- EXERCISE TEXT -
★ ★ ★

Gallstones were causing the acute pain, forcing the big tough Yank to his knees and then to hospital. Before surgeons dug them out, Dybvig got a little reflective.
"I got really scared that my mother would get a call that I hadn't made it," he recalls. "That really shook me. Absolutely nobody knew I was in the hospital. I just thought well, you know, there's got to be something more than this. I was doing Sky, I was well known in public but I just felt there was no foundation there."
He laid off the booze and cleaned up his lifestyle, a message he wants his book to carry. Then, for the third time, he married. Dybvig was 48; Jennifer, a New Zealander, was 34. She convinced him to stay home when their children, Sam and Lily, arrived.
"I actually just assumed that she would be the housewife. She said 'Let's look at this. I'm younger than you. I'd rather keep my job'."
For once in his life Dybvig listened.
"I don't think my story is that different from a squillion other guys. You know, the things I've done, hanging it out there, drinking too much, running around ... Some might think at that age it's too late to start again ... well, it's not."
He's not a wowser, he says, just doesn't do "half a bottle of Jack Daniels at a hit". Basketball is no longer front and centre of his life, though he admits he can't shed the game entirely: "It brought me here and put me on the map."

★ ★ ★

- THINGS TO DO -
A – In the passage about Dybvig, how old was Jennifer when she and Dybvig married?
B – Decide whether each statement agrees with the passage about Dybvig, answering yes or no and quoting the words that settle it: (i) Dybvig's children are named Sam and Lily. (ii) Jennifer gave up her job when the children arrived. (iii) Basketball remains at the center of Dybvig's life.
C – Extend the passage about Dybvig with the next part, picking up after its final sentence.
The lines after this passage are unrelated to it.

- INFORMATION SHOWN -
★ ★ ★

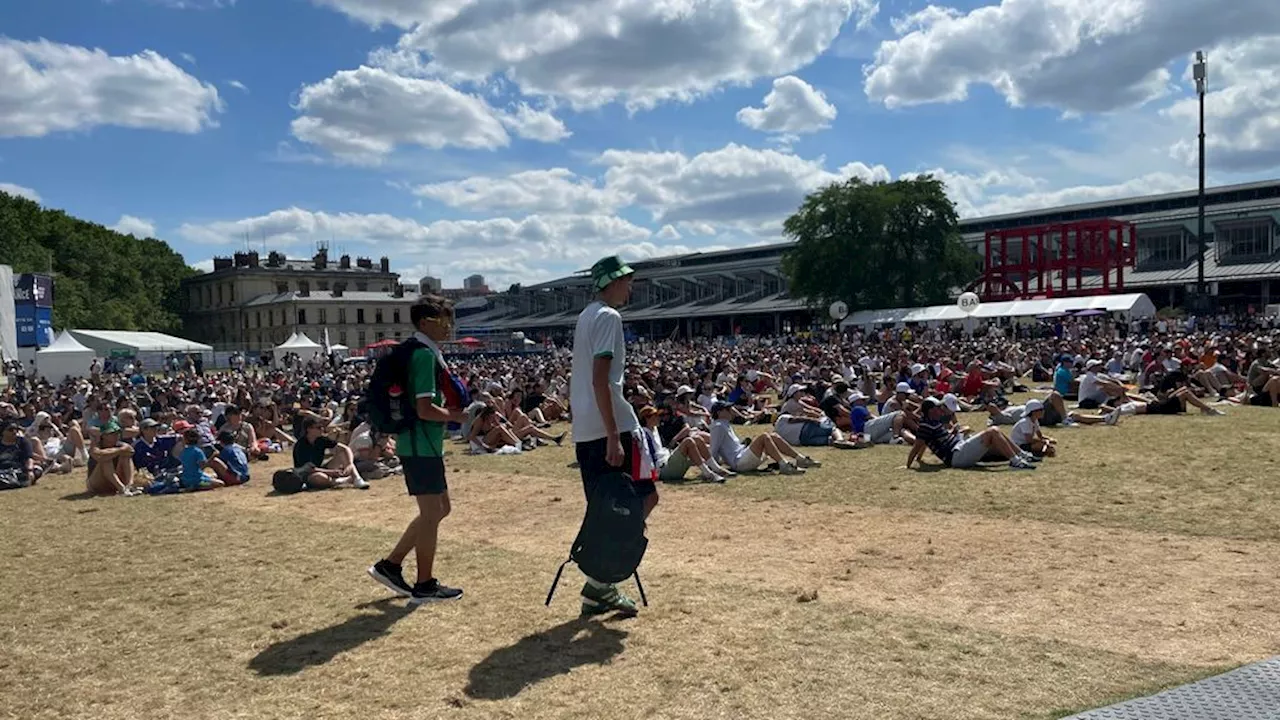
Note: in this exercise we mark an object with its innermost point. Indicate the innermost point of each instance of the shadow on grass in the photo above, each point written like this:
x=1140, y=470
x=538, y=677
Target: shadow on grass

★ ★ ★

- ANSWERS GIVEN -
A – She was 34.

B –
(i) Yes: "their children, Sam and Lily, arrived."
(ii) No: "She convinced him to stay home when their children, Sam and Lily, arrived."
(iii) No: "Basketball is no longer front and centre of his life"

C –
He's coach of his 11-year-old son's team, and still makes enough noise to attract sideways glances.
"I enjoy doing it but I have to constantly police myself. I've already had basketball people saying 'You're very loud, you're very aggressive, you're very competitive'. I say yeah, so? That's all part of sport."
He tells his children "I'm a nutter when it comes to this," before Jennifer intervenes and reminds him to calm down a bit.
His philosophy is blunt: "I'm one of the last of the dinosaurs who doesn't bull**** people. I'm going to get more excited than you think I should. I'm going to play it hard to try and win then after that we'll let it go because there's always another game."
Off-court, Dybvig, whose movie credits include Peter Jackson's King Kong, pulls the odd role in commercials, does voice coaching - actors playing Americans learn accents from him - and wallows in his love for his homeland in a weekly chat with Graeme Hill on RadioLive.
Family have replaced sport in the Dybvig universe. The house-husband devotes a chunk of the book - his sixth - to domestic life.
One revealing chapter details Jennifer's battle with breast cancer, and who, after surgery and chemotherapy, is "doing great".
* The Two of Me How New Zealand's Loudest Man Eventually Found His True Self - By John Dybvig ( $29.99, Hurricane Press).